- [REQUIRED TASK]
Retype each entry below, keeping every character the same.

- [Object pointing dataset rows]
════════
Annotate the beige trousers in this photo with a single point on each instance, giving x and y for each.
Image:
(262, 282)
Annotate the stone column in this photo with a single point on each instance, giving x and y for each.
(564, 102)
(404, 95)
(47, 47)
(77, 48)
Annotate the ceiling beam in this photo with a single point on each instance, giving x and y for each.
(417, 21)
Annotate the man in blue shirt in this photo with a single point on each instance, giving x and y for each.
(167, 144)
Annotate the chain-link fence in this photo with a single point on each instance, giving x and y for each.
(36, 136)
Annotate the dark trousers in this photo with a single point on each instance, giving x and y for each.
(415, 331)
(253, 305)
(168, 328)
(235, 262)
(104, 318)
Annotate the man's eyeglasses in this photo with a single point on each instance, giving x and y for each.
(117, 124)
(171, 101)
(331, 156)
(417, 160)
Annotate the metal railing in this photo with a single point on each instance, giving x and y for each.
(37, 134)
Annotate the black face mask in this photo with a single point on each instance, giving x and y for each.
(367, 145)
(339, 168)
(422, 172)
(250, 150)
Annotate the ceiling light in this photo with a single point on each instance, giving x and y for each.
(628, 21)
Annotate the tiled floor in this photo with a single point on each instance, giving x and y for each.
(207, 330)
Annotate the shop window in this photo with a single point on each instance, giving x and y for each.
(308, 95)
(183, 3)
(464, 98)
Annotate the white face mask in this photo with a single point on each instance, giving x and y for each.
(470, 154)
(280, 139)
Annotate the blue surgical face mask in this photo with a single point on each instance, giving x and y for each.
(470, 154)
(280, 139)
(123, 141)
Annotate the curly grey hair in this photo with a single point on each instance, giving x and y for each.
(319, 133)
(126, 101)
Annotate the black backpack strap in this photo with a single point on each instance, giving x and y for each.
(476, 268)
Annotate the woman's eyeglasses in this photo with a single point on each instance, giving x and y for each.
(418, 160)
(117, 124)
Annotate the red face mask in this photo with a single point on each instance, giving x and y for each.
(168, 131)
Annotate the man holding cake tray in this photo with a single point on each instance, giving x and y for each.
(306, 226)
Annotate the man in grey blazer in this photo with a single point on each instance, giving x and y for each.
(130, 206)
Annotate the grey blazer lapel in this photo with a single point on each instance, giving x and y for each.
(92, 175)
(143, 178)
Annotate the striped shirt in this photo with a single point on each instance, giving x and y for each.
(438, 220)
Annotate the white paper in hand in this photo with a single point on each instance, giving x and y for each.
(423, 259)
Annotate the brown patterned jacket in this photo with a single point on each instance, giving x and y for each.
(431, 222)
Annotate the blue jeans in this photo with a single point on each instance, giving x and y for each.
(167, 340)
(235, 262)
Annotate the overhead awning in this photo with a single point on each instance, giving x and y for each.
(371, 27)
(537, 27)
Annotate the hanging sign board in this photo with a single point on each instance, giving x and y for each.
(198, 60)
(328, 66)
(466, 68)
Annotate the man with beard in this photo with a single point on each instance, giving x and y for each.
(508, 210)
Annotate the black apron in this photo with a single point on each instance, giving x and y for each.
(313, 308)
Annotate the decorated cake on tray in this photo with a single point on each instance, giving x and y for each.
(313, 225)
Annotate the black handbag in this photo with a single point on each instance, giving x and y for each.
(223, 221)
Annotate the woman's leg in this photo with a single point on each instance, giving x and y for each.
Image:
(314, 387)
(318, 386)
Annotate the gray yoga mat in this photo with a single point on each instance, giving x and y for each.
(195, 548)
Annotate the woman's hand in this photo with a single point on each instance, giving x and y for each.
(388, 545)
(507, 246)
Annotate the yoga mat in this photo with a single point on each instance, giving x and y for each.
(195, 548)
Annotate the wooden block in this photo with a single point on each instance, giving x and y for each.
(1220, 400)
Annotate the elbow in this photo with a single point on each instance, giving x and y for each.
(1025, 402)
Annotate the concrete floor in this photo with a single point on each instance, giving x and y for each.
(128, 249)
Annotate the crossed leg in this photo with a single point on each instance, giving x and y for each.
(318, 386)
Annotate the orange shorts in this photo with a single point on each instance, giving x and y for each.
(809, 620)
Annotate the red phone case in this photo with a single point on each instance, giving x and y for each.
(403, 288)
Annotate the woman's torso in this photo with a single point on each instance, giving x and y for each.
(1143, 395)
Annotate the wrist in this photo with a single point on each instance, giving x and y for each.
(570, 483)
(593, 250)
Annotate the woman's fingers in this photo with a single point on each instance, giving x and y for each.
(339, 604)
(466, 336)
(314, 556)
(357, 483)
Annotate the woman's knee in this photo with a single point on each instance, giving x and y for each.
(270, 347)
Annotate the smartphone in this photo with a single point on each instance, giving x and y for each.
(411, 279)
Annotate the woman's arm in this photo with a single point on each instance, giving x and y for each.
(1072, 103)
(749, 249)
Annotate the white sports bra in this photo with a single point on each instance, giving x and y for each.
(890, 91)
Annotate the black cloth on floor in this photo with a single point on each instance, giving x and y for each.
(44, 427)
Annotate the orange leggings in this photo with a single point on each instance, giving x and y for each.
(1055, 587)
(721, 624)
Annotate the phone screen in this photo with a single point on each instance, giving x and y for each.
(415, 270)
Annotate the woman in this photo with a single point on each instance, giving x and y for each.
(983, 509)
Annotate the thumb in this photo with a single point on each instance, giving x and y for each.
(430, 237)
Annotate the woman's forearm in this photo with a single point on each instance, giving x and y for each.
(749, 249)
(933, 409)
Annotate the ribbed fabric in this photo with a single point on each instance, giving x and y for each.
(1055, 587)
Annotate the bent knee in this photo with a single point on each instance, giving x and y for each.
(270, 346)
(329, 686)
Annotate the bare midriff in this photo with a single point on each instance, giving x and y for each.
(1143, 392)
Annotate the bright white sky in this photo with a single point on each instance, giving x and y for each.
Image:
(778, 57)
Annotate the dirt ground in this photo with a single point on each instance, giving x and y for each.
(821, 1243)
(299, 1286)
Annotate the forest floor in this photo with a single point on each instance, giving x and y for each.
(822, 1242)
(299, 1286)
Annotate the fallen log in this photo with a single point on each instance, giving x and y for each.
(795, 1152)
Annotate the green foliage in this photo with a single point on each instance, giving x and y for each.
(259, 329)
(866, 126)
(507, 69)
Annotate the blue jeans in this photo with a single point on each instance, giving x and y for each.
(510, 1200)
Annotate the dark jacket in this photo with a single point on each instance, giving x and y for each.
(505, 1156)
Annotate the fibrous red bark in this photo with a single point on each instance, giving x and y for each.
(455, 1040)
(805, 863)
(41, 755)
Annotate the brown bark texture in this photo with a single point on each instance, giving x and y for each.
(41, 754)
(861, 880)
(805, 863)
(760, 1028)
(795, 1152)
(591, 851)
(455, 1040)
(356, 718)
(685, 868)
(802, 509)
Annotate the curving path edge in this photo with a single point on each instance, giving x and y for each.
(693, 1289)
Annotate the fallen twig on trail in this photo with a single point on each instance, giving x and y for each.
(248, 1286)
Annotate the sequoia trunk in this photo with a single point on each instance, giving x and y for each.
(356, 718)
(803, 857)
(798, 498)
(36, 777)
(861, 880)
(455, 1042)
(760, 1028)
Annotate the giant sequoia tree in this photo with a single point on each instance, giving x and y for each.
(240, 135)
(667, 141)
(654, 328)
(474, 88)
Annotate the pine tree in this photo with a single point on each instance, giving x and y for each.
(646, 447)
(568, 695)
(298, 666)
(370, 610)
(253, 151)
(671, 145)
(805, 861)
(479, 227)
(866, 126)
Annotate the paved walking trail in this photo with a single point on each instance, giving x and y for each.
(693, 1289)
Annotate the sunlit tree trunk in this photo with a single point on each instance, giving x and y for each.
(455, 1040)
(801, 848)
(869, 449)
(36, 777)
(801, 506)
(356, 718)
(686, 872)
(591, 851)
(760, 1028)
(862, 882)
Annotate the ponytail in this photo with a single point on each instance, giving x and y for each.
════════
- [THE OUTPUT]
Annotate the beige trousers in this photo with a single point on each instance, giving x and y for each.
Image:
(262, 282)
Annotate the stone column in this photo with a single point on each instance, giving x and y for each.
(564, 102)
(404, 95)
(47, 47)
(77, 48)
Annotate the ceiling beam in this photo with a single point on each instance, giving x and y for each.
(417, 21)
Annotate the man in blue shirt in this photo with a single point on each instance, giving x and y for each.
(167, 144)
Annotate the chain-link fence in this photo with a single point on each instance, giving x and y for each.
(36, 136)
Annotate the dark trousers in this photo with a single point on each instance, giving x and y for each.
(415, 331)
(253, 305)
(168, 328)
(235, 262)
(104, 318)
Annotate the man's eyeglasses in this photo with a single point on each instance, giving x and y for each.
(117, 124)
(171, 101)
(331, 156)
(417, 160)
Annotate the metal railing in this photo with a single point on each instance, giving x and y for each.
(37, 134)
Annotate the black face mask in this photo with a single point on each instance, giving x and y for each.
(367, 145)
(339, 168)
(422, 172)
(250, 150)
Annotate the ceiling light in this photo with a single point on each instance, giving x and y for each.
(628, 21)
Annotate the tiled floor in this photo with a single point on each instance, giving x and y for each.
(207, 330)
Annotate the shop window in this photo with a single point on each instance, giving x and y for each.
(308, 95)
(183, 3)
(464, 98)
Annotate the white face mask in this photo with a single point on each instance, giving x and y for each.
(470, 154)
(280, 139)
Annotate the blue surgical face mask in this photo with a single point on each instance, giving x and y for each.
(470, 154)
(280, 139)
(123, 141)
Annotate the curly grey hair in this photo with a single point on each instance, giving x and y for each.
(319, 133)
(126, 101)
Annotate the black backpack strap in this photo with a single point on each instance, giving x and y for each.
(476, 268)
Annotate the woman's eyeglasses in this photo with a single point on each instance, giving x and y for each.
(418, 160)
(117, 124)
Annotate the red face mask in this photo with a single point on each instance, giving x and y for each.
(168, 131)
Annotate the man holding cake tray in this photo with a single point on each instance, giving x and y for each.
(306, 226)
Annotate the man in grey blazer in this photo with a single point on each instance, giving x and y for each.
(130, 206)
Annotate the grey blazer lapel in this photo with a single point on each instance, giving x and y for each.
(92, 175)
(143, 178)
Annotate the striped shirt in this photo with a single point on each instance, giving x and y for each.
(438, 220)
Annotate the white paper in hand in this photo with a single point on each instance, giving x and y for each.
(423, 259)
Annotate the brown patterned jacket in this photo with a single point on each instance, giving x and y for each.
(431, 222)
Annotate the blue jeans in this photo with a single point on each instance, giving x and y for each.
(167, 340)
(235, 262)
Annotate the overhead awning in this photo with a single point on each instance, giving x and y for each.
(371, 27)
(537, 27)
Annotate the hanging sign board in this photo with a single point on each instance, giving x and y for each.
(198, 60)
(328, 66)
(466, 68)
Annotate the man with beard in this photo with a single point on each instance, giving x and y for each.
(508, 210)
Annotate the black apron in this photo with a single point on each instance, giving x and y for each.
(313, 308)
Annotate the decorated cake on tray in this photo with a single point on each instance, giving x and y for each.
(313, 225)
Annotate the black handbag in this photo with a single point on each instance, giving x and y for each.
(223, 221)
Annotate the woman's leg in this photo with a single point on each instance, giving x and y for each.
Image:
(314, 387)
(318, 386)
Annotate the gray yoga mat in this photo with a single point on each instance, giving x and y for each.
(195, 548)
Annotate the woman's hand in this photo with a single point on each instance, giving x and y for each.
(388, 545)
(507, 246)
Annotate the yoga mat in this photo with a single point on each instance, giving x and y for each.
(195, 548)
Annotate the wooden block in this photo with a single point on each instance, giving x and y for each.
(1220, 400)
Annotate the elbow in this photo with a single point on each instance, giving x and y for each.
(1025, 402)
Annotate the concrete floor in this photo with a single point on each instance, giving x and y for each.
(128, 249)
Annotate the crossed leg in this photo with a single point on each instance, giving x and y for each.
(318, 386)
Annotate the orange shorts in this photo with a single point on each instance, giving x and y for each.
(809, 620)
Annotate the red phone case in this photo with a single point on each instance, giving x and y for each.
(403, 288)
Annotate the woman's torso in this photo with a single point on each instance, giving x and y for each.
(1143, 395)
Annotate the wrist in this photo with a single point on each instance, giving x and y for each.
(570, 483)
(593, 250)
Annotate the woman's fingers in this photo with a single point on each instance, giving x and y for each.
(339, 604)
(466, 336)
(314, 556)
(357, 483)
Annotate the woman's knee in this photo with a single point on each instance, giving x and y for each.
(270, 347)
Annotate the smartphone in this photo with a single point on each instance, giving x and y for each.
(411, 279)
Annotate the woman's arm in this photo with a single point on each instance, giving x and y for each.
(1072, 103)
(749, 249)
Annotate the white sports bra in this photo with a single point on each instance, giving x and y for each.
(890, 91)
Annotate the black cloth on floor in this photo with a single point on each instance, giving x and y for each.
(44, 427)
Annotate the orange leggings in this photo with a single point on each instance, giving x and y for each.
(1055, 587)
(721, 624)
Annotate the phone screen in this photo with a single point on each instance, giving x and y for each.
(415, 270)
Annotate the woman in this photo with a single point on each instance, giving x and y for each.
(983, 509)
Annotate the thumb in this photo with a single point on each instance, giving x and y for each.
(430, 237)
Annotate the woman's forearm in this photo with a single point on each instance, giving x and y for each.
(749, 249)
(933, 409)
Annotate the ribbed fabric in this photo with a single point on each instance, giving x and y for each.
(1055, 587)
Annotate the bent knee in this photo with a single point on each instance, giving x and y for each.
(270, 346)
(329, 686)
Annotate the bare midriff in this photo with a single point on each instance, giving x and y for each.
(1143, 392)
Annotate the bright white sky in this photo with a single point on each instance, giving x and y for each.
Image:
(778, 57)
Annotate the dirt ground in this photo with a single point on each instance, giving x and y for each.
(821, 1243)
(299, 1286)
Annotate the forest floor in this photo with a single point on each instance, giving x and y for each.
(822, 1242)
(299, 1286)
Annotate the fallen log in this photo with a single point on each instance, giving x and y for each.
(795, 1152)
Annotate the green foliage in this photo with a single point on each instance, giving x and y for each.
(259, 329)
(866, 126)
(507, 69)
Annotate the blue jeans in this photo with a single point on each instance, giving x and y for each.
(510, 1200)
Annotate the dark jacket in this photo with a single point on each instance, giving x and y for each.
(505, 1156)
Annotate the fibrous red bark in this photo with a single point on each instance, giving x and y for each.
(455, 1040)
(805, 863)
(41, 755)
Annotate the brown bark texture in this photo with a single point on each instance, giving x and y for each.
(41, 754)
(861, 880)
(805, 863)
(760, 1028)
(795, 1152)
(591, 851)
(455, 1040)
(356, 718)
(685, 868)
(802, 509)
Annotate the curving path edge in this photo with a single point on each instance, giving x and y for each.
(693, 1289)
Annotate the fallen twig on trail in this photo with a single point on each instance, giving x and y for each.
(248, 1286)
Annotate the sequoia trunk in this photo with a single point on each instance, giving x and y for each.
(356, 718)
(803, 857)
(798, 498)
(36, 777)
(861, 880)
(455, 1042)
(760, 1028)
Annotate the giant sequoia tree in this photo with a single point on each instance, giving x and y for each.
(240, 135)
(667, 141)
(654, 328)
(474, 88)
Annotate the pine tree in this photo with a single point on each instance, giving x and y for each.
(646, 447)
(568, 695)
(298, 666)
(370, 610)
(253, 151)
(671, 145)
(805, 861)
(479, 227)
(866, 126)
Annotate the paved walking trail in this photo with a single point on each instance, giving x and y for each.
(693, 1289)
Annotate the sunlit tree trunk in this photo with a single point on each instance, giving x and y for each.
(455, 1040)
(801, 848)
(869, 449)
(36, 777)
(801, 506)
(356, 718)
(686, 872)
(591, 851)
(760, 1028)
(862, 882)
Annotate the ponytail in this photo with a single point on each instance, giving x and y for each.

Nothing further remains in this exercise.